> [GIVEN PASSAGE]
──────────────────────────────

How do I create ec_counts for custom database

Apr 8, 2021, 5:02:52 AM4/8/21
to picrust-users
I am trying to run picrust2 with custome database which is deposited in I successfully ran the first step. But for Hidden state prediction step, I need ec_16S_counts.txt.gz to create EC_predicted.tsv.gz and ko_16S_counts.txt.gz for creating KO_predicted.tsv.gz file. How do I create these files?

Gavin Douglas

Apr 8, 2021, 8:24:38 AM4/8/21
The gene family count tables correspond to the numbers of each type of gene family across each reference genome. GhostKOALA would be one method of annotating the genomes with KOs for instance.

The 16S files correspond to the 16S copy numbers per genome, which I identified originally simply by seeing how many were annotated in each genome.

Apr 9, 2021, 4:37:10 AM4/9/21
to picrust-users
Thank you for your quick reply and for your time. This is my first time working with customized database. 
We need to provide aminoacid sequences and the output will be KO terms.

──────────────────────────────

> [PROVIDED RECORDS]

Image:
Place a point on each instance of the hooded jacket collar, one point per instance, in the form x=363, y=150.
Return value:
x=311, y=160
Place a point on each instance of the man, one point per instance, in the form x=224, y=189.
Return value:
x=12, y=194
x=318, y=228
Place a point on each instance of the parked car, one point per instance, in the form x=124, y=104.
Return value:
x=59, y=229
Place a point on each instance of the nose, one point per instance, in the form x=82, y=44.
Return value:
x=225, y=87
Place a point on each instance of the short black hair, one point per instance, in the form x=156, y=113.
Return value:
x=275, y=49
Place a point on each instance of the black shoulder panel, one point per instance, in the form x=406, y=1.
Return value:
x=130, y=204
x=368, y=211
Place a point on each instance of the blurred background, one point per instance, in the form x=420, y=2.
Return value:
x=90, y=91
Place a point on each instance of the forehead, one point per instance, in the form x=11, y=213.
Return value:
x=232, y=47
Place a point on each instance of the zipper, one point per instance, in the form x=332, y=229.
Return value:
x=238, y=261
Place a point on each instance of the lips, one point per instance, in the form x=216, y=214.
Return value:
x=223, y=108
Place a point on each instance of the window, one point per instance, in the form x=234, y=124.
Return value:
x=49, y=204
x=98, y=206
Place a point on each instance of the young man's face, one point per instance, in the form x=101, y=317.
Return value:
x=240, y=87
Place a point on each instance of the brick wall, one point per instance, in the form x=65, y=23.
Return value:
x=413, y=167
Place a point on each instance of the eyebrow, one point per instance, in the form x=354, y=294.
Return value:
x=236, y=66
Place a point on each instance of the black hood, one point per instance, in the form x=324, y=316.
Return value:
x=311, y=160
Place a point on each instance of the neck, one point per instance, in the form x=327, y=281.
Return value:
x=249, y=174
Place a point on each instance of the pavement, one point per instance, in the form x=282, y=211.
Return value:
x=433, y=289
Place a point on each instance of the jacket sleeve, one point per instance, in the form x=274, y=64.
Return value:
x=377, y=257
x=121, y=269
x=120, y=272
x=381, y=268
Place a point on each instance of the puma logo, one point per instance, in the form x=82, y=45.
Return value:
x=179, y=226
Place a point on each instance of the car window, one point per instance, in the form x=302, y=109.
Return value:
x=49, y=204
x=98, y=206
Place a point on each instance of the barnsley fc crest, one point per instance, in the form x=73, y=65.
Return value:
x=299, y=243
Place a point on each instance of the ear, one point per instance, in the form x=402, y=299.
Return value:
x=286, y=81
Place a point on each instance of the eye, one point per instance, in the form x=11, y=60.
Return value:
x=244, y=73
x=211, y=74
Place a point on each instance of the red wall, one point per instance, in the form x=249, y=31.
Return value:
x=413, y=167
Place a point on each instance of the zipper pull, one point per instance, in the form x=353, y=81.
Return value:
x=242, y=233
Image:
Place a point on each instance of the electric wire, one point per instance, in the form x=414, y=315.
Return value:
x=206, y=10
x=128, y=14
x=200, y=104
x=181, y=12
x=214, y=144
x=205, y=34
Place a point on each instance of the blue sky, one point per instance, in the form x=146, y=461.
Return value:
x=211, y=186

──────────────────────────────

> [PROMPT A] List every file name that appears in the PICRUSt2 forum thread.
> [PROMPT B] In the PICRUSt2 forum thread, what tool is named as one way to annotate the genomes with KOs?
> [PROMPT C] Go on writing the PICRUSt2 forum thread, starting right after its last sentence.

> [OUTPUT A]
ec_16S_counts.txt.gz
EC_predicted.tsv.gz
ko_16S_counts.txt.gz
KO_predicted.tsv.gz

> [OUTPUT B] GhostKOALA

> [OUTPUT C]
As of now, I have rrNA sequence from database. So I convert them into aminoacid and feed to ghostkoala
Is this right way to do it? 
And How do i obtain EC numbers?

Gavin Douglas

Apr 9, 2021, 6:48:49 AM4/9/21
Ah I see - no the KO and EC tables refer to gene family annotations from across the entire genome (not just what the rRNA genes are annotated as).

So rather than feeding the tool those sequences, you would need the genomes that those rRNA genes corresponded to and then annotate them with KOs and ECs. PICRUSt2 is agnostic to how they are annotated by the way. One way to get these annotations would be with prokka, which I believe also automatically identifies EC matches.